Dataset excerpts section start

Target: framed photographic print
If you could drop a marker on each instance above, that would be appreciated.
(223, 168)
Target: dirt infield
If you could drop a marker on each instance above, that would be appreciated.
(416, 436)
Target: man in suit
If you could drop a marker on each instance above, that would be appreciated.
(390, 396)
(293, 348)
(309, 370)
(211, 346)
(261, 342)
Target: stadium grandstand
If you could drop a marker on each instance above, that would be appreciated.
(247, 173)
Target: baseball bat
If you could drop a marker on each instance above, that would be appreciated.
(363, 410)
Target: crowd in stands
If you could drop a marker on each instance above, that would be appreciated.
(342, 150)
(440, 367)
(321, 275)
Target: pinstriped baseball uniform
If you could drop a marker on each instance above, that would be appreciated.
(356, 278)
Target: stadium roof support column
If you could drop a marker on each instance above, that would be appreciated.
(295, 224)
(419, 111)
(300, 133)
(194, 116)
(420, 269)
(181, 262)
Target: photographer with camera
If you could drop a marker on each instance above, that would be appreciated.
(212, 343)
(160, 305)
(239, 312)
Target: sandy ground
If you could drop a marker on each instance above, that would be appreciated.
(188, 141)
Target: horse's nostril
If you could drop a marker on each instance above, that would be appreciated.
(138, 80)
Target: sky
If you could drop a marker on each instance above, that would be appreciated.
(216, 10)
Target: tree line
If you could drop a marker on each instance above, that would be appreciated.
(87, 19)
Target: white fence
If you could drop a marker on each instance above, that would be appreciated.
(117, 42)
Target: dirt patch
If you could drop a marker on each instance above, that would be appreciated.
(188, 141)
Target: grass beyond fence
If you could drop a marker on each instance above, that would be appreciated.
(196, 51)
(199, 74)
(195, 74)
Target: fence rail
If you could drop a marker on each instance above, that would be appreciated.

Dataset excerpts section end

Required action:
Each entry above is to be repeated exactly as it appears.

Solution to this exercise:
Target: framed photographic print
If you could drop a marker on each instance above, that would be appreciated.
(223, 168)
Target: dirt infield
If you could drop a marker on each instance above, that would be appreciated.
(416, 436)
Target: man in suit
If you could drop a marker on each instance above, that would be appreciated.
(390, 396)
(293, 348)
(309, 370)
(211, 346)
(261, 342)
Target: stadium grandstand
If you could drop a marker on each instance above, that would be appreciated.
(247, 173)
Target: baseball bat
If you could drop a marker on each instance above, that would be appreciated.
(363, 410)
Target: crowd in stands
If you could drop a marker on each instance above, that would be appreciated.
(342, 150)
(440, 367)
(321, 275)
Target: pinstriped baseball uniform
If you could drop a marker on each instance above, that would be appreciated.
(356, 278)
Target: stadium roof support column
If you could drop a marker on each instance above, that would be appreciated.
(295, 224)
(419, 111)
(300, 133)
(194, 116)
(420, 269)
(181, 262)
Target: photographer with camera
If you could drop a marker on each instance above, that would be appreciated.
(212, 343)
(160, 305)
(239, 312)
Target: sandy ground
If you could drop a marker on each instance above, that would be appreciated.
(188, 141)
Target: horse's nostril
If you could drop a marker on each instance above, that would be appreciated.
(138, 80)
Target: sky
If you could drop a marker on each instance above, that would be appreciated.
(216, 10)
Target: tree line
If you could drop a marker on each instance above, that would be appreciated.
(87, 19)
Target: white fence
If you could drop a marker on each instance above, that would be appreciated.
(117, 42)
Target: dirt patch
If you could drop a marker on each instance above, that would be appreciated.
(188, 141)
Target: grass beyond fence
If you could drop a marker on each instance above, that would be appreciated.
(196, 51)
(199, 74)
(195, 74)
Target: fence rail
If you could drop a marker on each instance above, that would be appreciated.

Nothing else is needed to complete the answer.